Turn the records below into a JSON list of strings, one string per line, leaving out blank lines.

[Information]:
----------

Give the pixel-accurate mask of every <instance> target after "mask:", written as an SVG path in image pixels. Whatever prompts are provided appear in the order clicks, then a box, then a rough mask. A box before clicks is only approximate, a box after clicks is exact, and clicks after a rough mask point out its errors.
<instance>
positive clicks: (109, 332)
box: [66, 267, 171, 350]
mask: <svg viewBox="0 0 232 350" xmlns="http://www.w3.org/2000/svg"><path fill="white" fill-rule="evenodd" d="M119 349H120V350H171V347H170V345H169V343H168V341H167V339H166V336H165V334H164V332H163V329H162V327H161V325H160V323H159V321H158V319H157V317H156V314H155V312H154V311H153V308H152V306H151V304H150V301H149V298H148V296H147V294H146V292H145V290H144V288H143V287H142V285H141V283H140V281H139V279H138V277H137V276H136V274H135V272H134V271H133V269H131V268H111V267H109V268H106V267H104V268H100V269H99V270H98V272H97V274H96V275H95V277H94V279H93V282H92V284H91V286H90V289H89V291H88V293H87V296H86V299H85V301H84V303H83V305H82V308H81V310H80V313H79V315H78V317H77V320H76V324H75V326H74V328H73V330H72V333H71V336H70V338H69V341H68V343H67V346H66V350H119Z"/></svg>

----------

[Reply]:
[
  "Give the pixel-accurate mask of every <instance> target after \"mask:\", written as an SVG path in image pixels. Whatever prompts are provided appear in the order clicks, then a box, then a rough mask. A box before clicks is only approximate, a box after clicks is exact, and clicks after a rough mask point out its errors.",
  "<instance>",
  "positive clicks: (109, 332)",
  "box: [66, 267, 171, 350]",
  "mask: <svg viewBox=\"0 0 232 350\" xmlns=\"http://www.w3.org/2000/svg\"><path fill=\"white\" fill-rule=\"evenodd\" d=\"M119 349H120V350H171V347H170V345H169V343H168V341H167V339H166V336H165V334H164V332H163V329H162V327H161V325H160V323H159V321H158V319H157V317H156V314H155V312H154V311H153V308H152V306H151V304H150V301H149V298H148V296H147V294H146V292H145V290H144V288H143V287H142V285H141V283H140V281H139V279H138V277H137V276H136V274H135V272H134V271H133V269H131V268H111V267H109V268H106V267H104V268H100V269H99V270H98V272H97V274H96V275H95V277H94V279H93V282H92V284H91V286H90V289H89V291H88V293H87V296H86V299H85V301H84V303H83V305H82V308H81V310H80V313H79V315H78V317H77V320H76V324H75V326H74V328H73V330H72V333H71V336H70V338H69V341H68V343H67V346H66V350H119Z\"/></svg>"
]